▸ Dataset excerpts on object pointing
"""
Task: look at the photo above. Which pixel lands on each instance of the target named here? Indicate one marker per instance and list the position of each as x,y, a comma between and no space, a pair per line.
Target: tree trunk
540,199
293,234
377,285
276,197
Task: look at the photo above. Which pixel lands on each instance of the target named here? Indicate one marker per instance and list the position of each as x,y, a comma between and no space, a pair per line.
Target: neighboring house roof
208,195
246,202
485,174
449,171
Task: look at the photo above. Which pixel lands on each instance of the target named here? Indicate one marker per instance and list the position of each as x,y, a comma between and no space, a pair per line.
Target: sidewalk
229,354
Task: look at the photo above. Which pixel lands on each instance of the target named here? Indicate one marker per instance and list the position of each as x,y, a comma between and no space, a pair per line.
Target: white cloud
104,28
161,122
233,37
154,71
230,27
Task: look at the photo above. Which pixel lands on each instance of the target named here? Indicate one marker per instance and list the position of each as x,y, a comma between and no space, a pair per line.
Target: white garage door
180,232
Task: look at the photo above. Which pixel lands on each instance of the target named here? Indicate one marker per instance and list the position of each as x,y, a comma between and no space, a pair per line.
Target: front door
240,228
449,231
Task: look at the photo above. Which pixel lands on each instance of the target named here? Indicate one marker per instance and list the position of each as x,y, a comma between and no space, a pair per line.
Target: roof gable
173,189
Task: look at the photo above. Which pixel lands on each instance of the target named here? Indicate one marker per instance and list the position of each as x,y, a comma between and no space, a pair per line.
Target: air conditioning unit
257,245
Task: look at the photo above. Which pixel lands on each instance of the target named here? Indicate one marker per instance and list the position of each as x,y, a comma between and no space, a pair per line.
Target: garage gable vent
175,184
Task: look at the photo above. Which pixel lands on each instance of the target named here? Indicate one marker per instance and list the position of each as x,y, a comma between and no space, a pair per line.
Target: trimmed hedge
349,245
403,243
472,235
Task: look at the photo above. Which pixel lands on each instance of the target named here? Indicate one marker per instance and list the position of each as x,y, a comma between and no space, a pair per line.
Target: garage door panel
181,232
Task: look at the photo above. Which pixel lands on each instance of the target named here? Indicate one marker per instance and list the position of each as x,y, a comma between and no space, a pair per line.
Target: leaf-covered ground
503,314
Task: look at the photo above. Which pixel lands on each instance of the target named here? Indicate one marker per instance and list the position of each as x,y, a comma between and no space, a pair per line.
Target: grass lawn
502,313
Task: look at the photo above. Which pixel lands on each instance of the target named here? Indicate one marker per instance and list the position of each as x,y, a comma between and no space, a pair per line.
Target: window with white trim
"""
▸ Exercise aim
Extract each line of the material exactly as it stands.

▸ Complete response
Task: look at the photo above. Which pixel lands on each instance of the target named here? Indicate one marker per instance and list the position of each as x,y, a comma between and no space, a pair per line.
Target: tree trunk
540,199
293,234
377,285
276,197
Task: look at the photo above. Which pixel lands on each instance of the target named here? Indicate one marker per instance and list the position of each as x,y, a comma between and no space, a pair per line.
Target: neighboring house roof
208,195
246,202
485,174
449,171
Task: look at the photo above. Which pixel lands on each instance of the target named here? Indicate one marker per instance and list the position of each as x,y, a comma between and no space, a pair per line.
Target: sidewalk
229,354
Task: look at the photo above. Which pixel lands on each instance of the target named here? Indicate one marker per instance and list the position of each as x,y, a comma between and no space, a pair per line.
Target: white cloud
104,28
161,122
233,37
154,71
230,27
Task: look at the photo above. Which pixel lands on each instance of the target named here? Indicate one marker per instance and list the position of each as x,y, a comma between and no space, a pair per line.
Target: white garage door
180,232
Task: look at the photo above. Which pixel lands on each instance of the target named here? Indicate one marker per instance and list the position of each as x,y, a comma between and no space, a pair per line.
Target: front door
240,228
449,231
Task: look at the photo above. Which pixel lands on each instance of the target named here? Indicate one marker per instance and list the position of each as x,y, a comma between and no space, a pair per line.
Target: roof gable
173,189
Task: look at the photo above. Which pixel lands on each instance of the target named here? Indicate one marker per instance and list the position of each as x,y, a comma between and no space, a pair per line.
Target: air conditioning unit
257,245
Task: look at the photo above. Which pixel lands on each instance of the target named here? Indicate one marker per instance and list the position of each as x,y, a comma between and no space, a pair per line.
Target: garage gable vent
175,184
Task: look at the photo above. Which pixel lands on each instance of the target named here? Indicate one marker per instance and list the position of each as x,y, a comma between and no space, a pair per line.
Target: trimmed hedge
349,245
403,243
472,235
Task: look at the photo above. Which pixel lands on each instance of the target named here? Indicate one marker per instance and list the position of each as x,y, a comma between and no space, a pair per line.
Target: garage door panel
181,232
Task: look at the photo above. Which pixel lands on each instance of the target named here? Indicate one marker per instance and list the position of each as x,y, a comma between and no space, a pair per line.
Target: leaf-covered ground
503,314
Task: look at the photo above. Which pixel lands on each instance of the target named here? Indicate one marker per instance and list the position of each as x,y, a comma between and no space, a pair per line.
Target: grass lawn
502,313
Task: look at the photo above. Which pixel lands on each instance of the target named here? Indicate one marker per instance and list the position of each as x,y, a comma between and no space, a pair per line.
Target: window with white trim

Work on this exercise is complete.